About this exercise: Two lines in the data below mark the range: the one with "Target: white cloud" and the one with "the white apartment building". Return both, along with every line between them, exactly.

Provided records:

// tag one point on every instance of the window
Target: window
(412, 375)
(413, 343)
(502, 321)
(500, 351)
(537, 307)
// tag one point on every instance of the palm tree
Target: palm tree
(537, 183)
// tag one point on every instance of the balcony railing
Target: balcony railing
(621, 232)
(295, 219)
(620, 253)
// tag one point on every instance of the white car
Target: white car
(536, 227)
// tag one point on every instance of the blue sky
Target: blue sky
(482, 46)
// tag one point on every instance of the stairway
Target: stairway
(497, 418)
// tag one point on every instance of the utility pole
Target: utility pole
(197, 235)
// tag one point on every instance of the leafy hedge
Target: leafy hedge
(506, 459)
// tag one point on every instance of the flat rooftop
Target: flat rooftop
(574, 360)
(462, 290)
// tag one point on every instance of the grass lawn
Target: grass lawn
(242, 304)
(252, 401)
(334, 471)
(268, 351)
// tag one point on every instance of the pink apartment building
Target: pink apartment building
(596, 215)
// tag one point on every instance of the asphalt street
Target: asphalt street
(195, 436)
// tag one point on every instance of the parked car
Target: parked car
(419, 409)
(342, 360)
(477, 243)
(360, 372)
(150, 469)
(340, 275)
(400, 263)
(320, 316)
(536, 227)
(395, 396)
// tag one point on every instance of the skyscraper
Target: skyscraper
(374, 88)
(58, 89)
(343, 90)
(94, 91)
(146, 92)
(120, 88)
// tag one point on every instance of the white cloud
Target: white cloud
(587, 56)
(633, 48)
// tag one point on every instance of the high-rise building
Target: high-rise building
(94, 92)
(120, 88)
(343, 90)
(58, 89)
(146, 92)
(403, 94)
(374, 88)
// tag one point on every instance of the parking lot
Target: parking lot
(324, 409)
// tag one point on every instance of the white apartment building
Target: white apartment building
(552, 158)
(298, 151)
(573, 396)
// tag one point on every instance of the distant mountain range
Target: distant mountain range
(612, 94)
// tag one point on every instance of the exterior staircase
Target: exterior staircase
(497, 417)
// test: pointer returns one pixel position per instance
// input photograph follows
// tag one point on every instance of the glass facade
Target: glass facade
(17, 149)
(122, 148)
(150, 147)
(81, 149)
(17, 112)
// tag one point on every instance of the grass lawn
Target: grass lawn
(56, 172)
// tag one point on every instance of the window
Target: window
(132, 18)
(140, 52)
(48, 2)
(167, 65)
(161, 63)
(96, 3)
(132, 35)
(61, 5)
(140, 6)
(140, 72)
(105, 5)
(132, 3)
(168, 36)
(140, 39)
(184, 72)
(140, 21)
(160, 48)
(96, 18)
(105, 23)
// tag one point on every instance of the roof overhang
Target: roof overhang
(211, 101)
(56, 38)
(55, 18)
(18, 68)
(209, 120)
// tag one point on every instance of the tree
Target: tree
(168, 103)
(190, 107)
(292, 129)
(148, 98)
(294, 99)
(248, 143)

Result below:
Target: white cloud
(587, 56)
(633, 48)
// tag one point on every instance of the high-rise building
Target: high-rise building
(94, 92)
(120, 88)
(343, 90)
(58, 89)
(146, 92)
(403, 94)
(374, 88)
// tag one point on every instance of the parking lot
Target: parking lot
(324, 409)
// tag one point on every instance of the white apartment building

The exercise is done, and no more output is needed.